Start of Quoted passage

Coffee ordered and recorder on, he sits and begins a 40-minute chat looking over many aspects of an 18-year career, including highlights, low points and the reasons why he’s now walking away.

Hesjedal is decked out in Trek-Segafredo team kit and will clock up more kilometres after the interview, but his time competing is done: these last spins are about winding the body down, easing the aches out of jaded muscles and bidding farewell to Girona, his European home.

“I first came here in 2004,” he tells CyclingTips, sipping his coffee and shivering slightly in the autumn shadows. “I’ve never been here all year round. I always go back to Canada and Hawaii for the off-season. But it’s been a good run here. It is a beautiful and great city.

“I enjoyed my time here very much and I will probably miss it.”

Hesjedal is just 35 years of age. Compared to other big names who have stretched their careers until beyond their 40s, riders such as former pro Jens Voigt and the still-competing Chris Horner, he should still have more racing years left in the tank.

But he’s sure it’s the correct moment to stop.

“It’s just the feeling. It just felt like the right time,” he explains. “I have been thinking about it here and there. I think that [pondering] is normal for anyone who has been riding for a decent period of time. It just became clear halfway through this year that I was ready to move on and call it. That is what I did, and here we are.”

Setting bars, chasing goals

Where we are is sitting on Girona’s Rambla de la Llibertat on a sunny autumn day. But we are also at the end of a long career, looking back through time at the standout moments. In terms of results, there are clear peaks: the most famous, of course, is victory in the 2012 Giro d’Italia. But there are also his Vuelta a España stage wins in 2009 and 2014.

End of Quoted passage
Start of Dataset excerpt

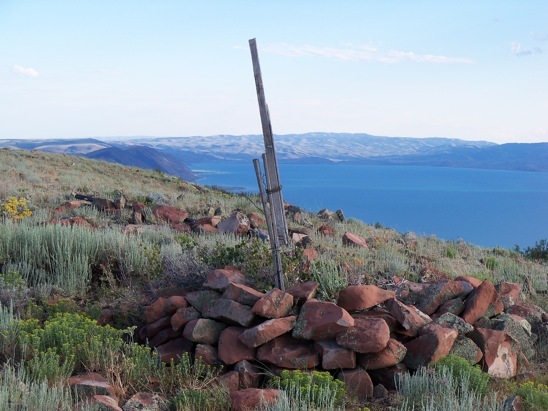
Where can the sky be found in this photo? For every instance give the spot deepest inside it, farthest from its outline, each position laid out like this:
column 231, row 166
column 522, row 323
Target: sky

End of Dataset excerpt

Exercise brief |
Answer from the Hesjedal interview excerpt:
1. In what year did Hesjedal first come to Girona?
2. How old is Hesjedal?
3. Which race did he win in 2012?

Answer to the task |
1. 2004
2. 35
3. The Giro d'Italia